### Your task
From the documentation text on the "ba_repeated" return object, list every component whose description calls it logical.

### Source passage
Either a "ba_repeated" object (exactly two methods) or a "ba_repeated_matrix" object ($\ge 3$ methods).

If exactly two methods are supplied, the returned "ba_repeated" object is a list with components:

means: numeric vector of paired means $(y_1 + y_2)/2$ used for plotting helpers.
diffs: numeric vector of paired differences $y_2 - y_1$ used for plotting helpers.
based.on: integer number of complete subject-time pairs used.
mean.diffs: scalar model-based BA centre. When include_slope = FALSE, this is the fitted intercept of the paired- difference model. When include_slope = TRUE, this is the fitted mean difference at the centred reference paired mean used internally by the backend.
lower.limit, upper.limit: scalar limits of agreement, computed as $\mu_0 \pm \texttt{loa\_multiplier}\sqrt{\sigma_u^2 + \sigma_e^2}$.
lines: named numeric vector with entries lower, mean, and upper.
CI.lines: named numeric vector containing Wald confidence interval bounds for the bias and both LoA endpoints: mean.diff.ci.lower, mean.diff.ci.upper, lower.limit.ci.lower, lower.limit.ci.upper, upper.limit.ci.lower, upper.limit.ci.upper.
loa_multiplier: scalar LoA multiplier actually used.
critical.diff: scalar LoA half-width $\texttt{loa\_multiplier} \times \texttt{sd\_loa}$.
include_slope: logical, copied from the call.
beta_slope: proportional-bias slope on the original paired-mean scale when include_slope = TRUE; otherwise NA.
sigma2_subject: estimated variance of the subject-level random intercept on paired differences.
sigma2_resid: estimated residual variance on paired differences.
use_ar1: logical, copied from the call.
residual_model: either "ar1" or "iid", indicating the final residual structure actually used.
ar1_rho: AR(1) correlation actually used in the final fit when residual_model == "ar1"; otherwise NA.
ar1_estimated: logical indicating whether ar1_rho was estimated internally (TRUE) or supplied by the user (FALSE) when the final residual model is AR(1); otherwise NA.

### Dataset extract
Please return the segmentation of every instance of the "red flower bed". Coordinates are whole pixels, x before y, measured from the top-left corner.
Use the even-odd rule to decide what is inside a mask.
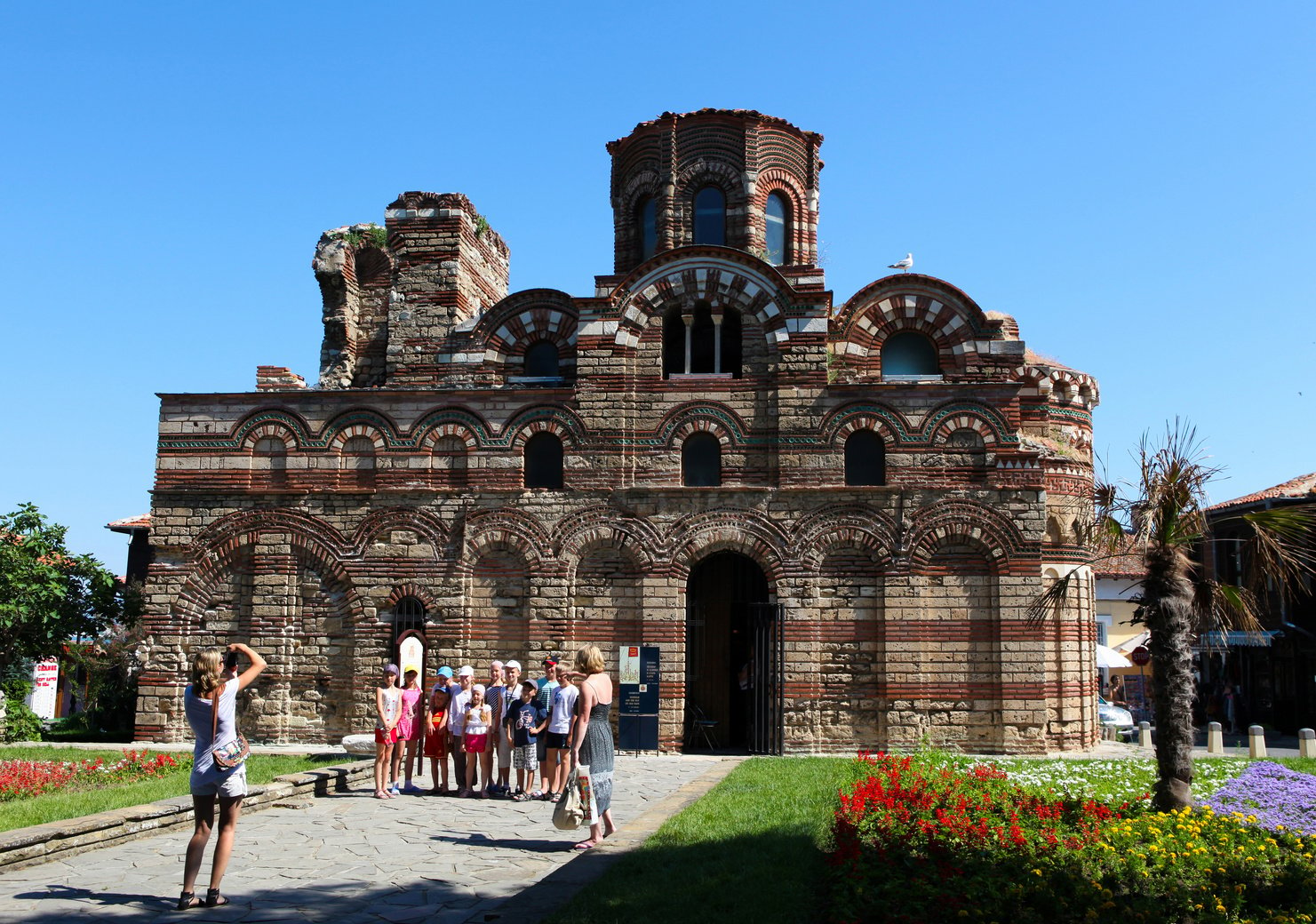
[[[125,750],[118,761],[0,761],[0,802],[22,799],[62,790],[71,783],[80,788],[133,783],[163,777],[180,766],[170,754]]]
[[[1078,896],[1055,894],[1055,863],[1042,860],[1091,844],[1120,817],[1098,802],[1026,792],[992,766],[861,753],[859,770],[828,857],[838,921],[1057,920]],[[1042,869],[1050,887],[1028,888]]]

### Exercise response
include_slope, use_ar1, ar1_estimated